Beginning at the line that contains "Task: annotate the tree shadow" and ending at the last line of the entries, write out each line exactly; include nothing outside that span.
* * * * * * * * *
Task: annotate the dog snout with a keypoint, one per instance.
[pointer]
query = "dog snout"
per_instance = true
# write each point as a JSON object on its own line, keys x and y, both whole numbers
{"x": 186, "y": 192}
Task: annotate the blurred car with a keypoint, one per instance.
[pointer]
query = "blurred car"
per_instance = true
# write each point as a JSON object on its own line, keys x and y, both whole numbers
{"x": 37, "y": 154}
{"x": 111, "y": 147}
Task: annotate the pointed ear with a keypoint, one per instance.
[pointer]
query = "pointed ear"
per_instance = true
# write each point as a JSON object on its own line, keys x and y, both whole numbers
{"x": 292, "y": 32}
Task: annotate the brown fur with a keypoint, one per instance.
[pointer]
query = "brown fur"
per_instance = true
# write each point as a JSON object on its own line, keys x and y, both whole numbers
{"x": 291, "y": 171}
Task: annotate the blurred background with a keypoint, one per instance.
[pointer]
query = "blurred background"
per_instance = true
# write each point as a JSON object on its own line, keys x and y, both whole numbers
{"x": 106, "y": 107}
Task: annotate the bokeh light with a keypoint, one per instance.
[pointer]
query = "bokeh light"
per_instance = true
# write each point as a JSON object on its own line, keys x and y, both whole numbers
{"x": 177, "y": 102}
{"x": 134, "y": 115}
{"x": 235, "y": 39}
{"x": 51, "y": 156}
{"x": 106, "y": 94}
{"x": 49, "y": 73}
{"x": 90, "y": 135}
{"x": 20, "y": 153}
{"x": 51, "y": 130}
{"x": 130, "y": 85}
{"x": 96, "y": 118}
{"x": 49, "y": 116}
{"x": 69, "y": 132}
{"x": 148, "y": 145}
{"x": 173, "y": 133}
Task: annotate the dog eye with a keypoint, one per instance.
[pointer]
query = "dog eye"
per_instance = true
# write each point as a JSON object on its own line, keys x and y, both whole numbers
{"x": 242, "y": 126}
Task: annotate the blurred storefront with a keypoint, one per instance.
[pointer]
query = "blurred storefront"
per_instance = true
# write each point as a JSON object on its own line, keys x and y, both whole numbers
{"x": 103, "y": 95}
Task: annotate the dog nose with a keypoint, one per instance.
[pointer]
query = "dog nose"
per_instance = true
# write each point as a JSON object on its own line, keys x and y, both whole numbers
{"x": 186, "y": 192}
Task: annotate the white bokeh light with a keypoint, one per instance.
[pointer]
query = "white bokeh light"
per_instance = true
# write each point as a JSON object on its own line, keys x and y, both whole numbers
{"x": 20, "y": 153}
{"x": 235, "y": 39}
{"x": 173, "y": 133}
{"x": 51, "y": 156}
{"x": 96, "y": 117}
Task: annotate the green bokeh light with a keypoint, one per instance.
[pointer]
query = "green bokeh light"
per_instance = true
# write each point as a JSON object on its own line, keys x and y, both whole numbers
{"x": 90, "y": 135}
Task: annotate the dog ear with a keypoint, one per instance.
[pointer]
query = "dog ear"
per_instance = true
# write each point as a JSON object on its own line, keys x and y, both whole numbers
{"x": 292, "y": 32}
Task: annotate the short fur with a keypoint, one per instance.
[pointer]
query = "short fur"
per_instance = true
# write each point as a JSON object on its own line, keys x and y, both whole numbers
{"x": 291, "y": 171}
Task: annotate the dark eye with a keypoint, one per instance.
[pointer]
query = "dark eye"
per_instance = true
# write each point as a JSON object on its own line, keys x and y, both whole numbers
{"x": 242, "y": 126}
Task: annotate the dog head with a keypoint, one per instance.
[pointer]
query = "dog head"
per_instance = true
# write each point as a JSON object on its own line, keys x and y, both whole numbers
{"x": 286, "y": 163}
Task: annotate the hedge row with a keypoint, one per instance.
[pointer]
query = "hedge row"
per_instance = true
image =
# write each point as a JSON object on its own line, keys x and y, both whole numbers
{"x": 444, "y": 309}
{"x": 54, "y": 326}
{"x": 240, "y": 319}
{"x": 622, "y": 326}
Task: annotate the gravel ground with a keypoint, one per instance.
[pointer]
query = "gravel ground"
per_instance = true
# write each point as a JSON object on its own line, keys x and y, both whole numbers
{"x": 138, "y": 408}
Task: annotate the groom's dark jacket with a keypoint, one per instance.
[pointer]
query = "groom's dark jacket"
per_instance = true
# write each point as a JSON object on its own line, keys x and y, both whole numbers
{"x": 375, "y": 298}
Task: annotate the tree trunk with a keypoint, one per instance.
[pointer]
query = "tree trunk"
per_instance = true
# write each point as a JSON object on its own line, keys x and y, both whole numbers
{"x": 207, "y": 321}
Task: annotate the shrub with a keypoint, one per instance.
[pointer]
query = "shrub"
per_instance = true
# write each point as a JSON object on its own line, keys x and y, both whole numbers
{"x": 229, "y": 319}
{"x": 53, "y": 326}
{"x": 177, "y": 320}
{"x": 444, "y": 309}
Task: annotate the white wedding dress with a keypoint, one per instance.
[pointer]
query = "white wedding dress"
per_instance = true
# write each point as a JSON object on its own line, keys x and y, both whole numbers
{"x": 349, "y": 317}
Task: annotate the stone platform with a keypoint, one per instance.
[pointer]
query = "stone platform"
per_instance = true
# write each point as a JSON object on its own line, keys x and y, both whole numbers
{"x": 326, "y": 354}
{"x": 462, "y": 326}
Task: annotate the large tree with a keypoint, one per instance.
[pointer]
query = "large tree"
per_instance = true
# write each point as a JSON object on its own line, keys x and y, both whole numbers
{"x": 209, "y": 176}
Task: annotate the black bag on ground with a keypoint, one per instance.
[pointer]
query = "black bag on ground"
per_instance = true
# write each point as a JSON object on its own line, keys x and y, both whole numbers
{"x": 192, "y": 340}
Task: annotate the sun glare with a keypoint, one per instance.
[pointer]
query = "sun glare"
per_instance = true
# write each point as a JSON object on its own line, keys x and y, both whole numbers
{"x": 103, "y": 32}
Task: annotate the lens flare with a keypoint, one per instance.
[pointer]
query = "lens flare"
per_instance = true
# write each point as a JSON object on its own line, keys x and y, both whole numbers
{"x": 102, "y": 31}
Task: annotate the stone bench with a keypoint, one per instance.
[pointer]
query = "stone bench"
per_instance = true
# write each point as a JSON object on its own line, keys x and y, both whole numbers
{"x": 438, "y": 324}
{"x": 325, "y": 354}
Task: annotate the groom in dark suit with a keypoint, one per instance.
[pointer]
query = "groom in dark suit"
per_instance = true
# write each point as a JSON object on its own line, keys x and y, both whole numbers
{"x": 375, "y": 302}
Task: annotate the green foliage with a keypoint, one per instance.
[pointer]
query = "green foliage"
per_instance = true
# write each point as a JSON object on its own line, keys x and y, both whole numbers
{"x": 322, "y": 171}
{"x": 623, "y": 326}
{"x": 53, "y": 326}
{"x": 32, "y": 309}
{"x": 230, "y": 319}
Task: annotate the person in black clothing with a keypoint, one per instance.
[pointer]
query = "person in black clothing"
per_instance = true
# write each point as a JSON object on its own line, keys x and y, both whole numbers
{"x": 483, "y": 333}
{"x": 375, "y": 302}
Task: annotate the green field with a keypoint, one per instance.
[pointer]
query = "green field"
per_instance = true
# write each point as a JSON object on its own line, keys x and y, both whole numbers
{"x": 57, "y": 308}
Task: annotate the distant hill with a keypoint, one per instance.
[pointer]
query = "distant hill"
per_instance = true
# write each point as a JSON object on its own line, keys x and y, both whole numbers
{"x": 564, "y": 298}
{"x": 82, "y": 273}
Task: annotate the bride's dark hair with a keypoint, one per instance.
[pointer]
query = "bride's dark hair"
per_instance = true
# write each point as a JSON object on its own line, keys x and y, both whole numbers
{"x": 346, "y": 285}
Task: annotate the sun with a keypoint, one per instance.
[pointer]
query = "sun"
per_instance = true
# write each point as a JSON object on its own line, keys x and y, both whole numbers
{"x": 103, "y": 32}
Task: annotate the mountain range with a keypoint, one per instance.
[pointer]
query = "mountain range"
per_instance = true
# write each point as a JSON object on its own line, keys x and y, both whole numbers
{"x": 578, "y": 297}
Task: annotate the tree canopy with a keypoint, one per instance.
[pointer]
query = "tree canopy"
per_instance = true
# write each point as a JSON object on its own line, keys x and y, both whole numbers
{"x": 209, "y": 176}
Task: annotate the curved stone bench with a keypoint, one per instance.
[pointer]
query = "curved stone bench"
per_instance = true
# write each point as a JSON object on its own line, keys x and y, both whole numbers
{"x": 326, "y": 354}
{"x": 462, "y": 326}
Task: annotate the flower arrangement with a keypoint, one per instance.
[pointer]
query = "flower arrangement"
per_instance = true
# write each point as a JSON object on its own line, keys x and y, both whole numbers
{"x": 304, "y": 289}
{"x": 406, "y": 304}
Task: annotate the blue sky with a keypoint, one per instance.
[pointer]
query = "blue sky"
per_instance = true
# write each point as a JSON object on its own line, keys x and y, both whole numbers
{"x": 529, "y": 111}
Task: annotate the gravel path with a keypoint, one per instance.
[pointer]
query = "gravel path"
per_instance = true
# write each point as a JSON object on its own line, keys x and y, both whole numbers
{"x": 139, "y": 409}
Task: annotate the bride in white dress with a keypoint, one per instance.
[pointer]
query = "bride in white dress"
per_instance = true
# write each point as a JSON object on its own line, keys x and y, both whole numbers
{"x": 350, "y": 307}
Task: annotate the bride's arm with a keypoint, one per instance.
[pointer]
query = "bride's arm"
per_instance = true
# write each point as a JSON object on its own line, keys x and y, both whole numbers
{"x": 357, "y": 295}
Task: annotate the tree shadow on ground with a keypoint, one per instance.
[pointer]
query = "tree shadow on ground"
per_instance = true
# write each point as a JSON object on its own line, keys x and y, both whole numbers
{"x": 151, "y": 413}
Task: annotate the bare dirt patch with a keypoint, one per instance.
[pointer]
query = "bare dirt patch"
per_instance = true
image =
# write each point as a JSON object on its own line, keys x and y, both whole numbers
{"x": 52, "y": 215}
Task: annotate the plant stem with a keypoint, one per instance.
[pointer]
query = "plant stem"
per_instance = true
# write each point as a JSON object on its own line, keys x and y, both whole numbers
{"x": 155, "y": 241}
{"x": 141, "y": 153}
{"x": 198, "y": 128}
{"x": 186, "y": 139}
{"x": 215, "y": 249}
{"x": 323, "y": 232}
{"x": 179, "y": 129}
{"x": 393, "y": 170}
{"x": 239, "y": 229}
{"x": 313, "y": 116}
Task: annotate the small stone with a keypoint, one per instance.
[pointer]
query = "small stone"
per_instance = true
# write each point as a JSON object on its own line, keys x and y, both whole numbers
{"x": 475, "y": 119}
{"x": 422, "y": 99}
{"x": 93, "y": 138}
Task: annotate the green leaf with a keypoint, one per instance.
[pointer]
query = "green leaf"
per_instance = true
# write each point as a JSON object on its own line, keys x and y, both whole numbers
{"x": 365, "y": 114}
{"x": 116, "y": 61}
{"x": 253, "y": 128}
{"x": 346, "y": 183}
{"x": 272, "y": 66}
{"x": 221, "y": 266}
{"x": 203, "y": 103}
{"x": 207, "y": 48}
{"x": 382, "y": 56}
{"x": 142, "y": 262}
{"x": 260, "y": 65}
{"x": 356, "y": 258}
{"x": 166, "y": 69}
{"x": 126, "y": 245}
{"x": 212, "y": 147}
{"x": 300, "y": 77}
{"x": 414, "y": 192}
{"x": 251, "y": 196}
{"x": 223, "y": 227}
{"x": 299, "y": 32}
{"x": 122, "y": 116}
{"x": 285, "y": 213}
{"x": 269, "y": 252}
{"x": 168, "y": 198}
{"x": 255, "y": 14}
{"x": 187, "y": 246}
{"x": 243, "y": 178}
* * * * * * * * *
| RESULT OF THE EXERCISE |
Task: annotate the tree shadow on ground with a keypoint, one per instance.
[pointer]
query = "tree shadow on ground"
per_instance = true
# write each point as a JSON object on its own line, keys x and y, both whole numbers
{"x": 151, "y": 413}
Task: annotate the bare dirt patch with a keypoint, one per instance.
[pointer]
query = "bare dirt patch"
per_instance = true
image =
# write each point as a JSON object on its own line, keys x and y, both whole numbers
{"x": 52, "y": 215}
Task: annotate the plant stem with a keypoint, one per instance.
[pointer]
query = "plant stem"
per_instance = true
# write each point as a JSON object on its own line, keys x and y, both whole numbers
{"x": 155, "y": 241}
{"x": 141, "y": 153}
{"x": 198, "y": 128}
{"x": 186, "y": 139}
{"x": 215, "y": 249}
{"x": 323, "y": 232}
{"x": 179, "y": 129}
{"x": 393, "y": 170}
{"x": 239, "y": 229}
{"x": 313, "y": 116}
Task: annotate the small stone with a keypoint, one per instance.
[pointer]
query = "small stone"
per_instance = true
# write each point as a JSON object on its own line, keys x and y, both whole numbers
{"x": 475, "y": 119}
{"x": 422, "y": 99}
{"x": 93, "y": 138}
Task: annotate the green leaf with a keypoint, one per instance.
[pointer]
query = "green leaf"
per_instance = true
# write each point as a JSON object on its own line, keys x and y, both whole numbers
{"x": 365, "y": 114}
{"x": 116, "y": 61}
{"x": 253, "y": 128}
{"x": 346, "y": 183}
{"x": 272, "y": 66}
{"x": 221, "y": 266}
{"x": 203, "y": 103}
{"x": 207, "y": 48}
{"x": 382, "y": 56}
{"x": 142, "y": 262}
{"x": 260, "y": 65}
{"x": 356, "y": 258}
{"x": 166, "y": 69}
{"x": 126, "y": 245}
{"x": 212, "y": 147}
{"x": 300, "y": 77}
{"x": 414, "y": 192}
{"x": 251, "y": 196}
{"x": 223, "y": 227}
{"x": 299, "y": 32}
{"x": 122, "y": 116}
{"x": 285, "y": 213}
{"x": 269, "y": 252}
{"x": 168, "y": 198}
{"x": 255, "y": 14}
{"x": 187, "y": 246}
{"x": 243, "y": 178}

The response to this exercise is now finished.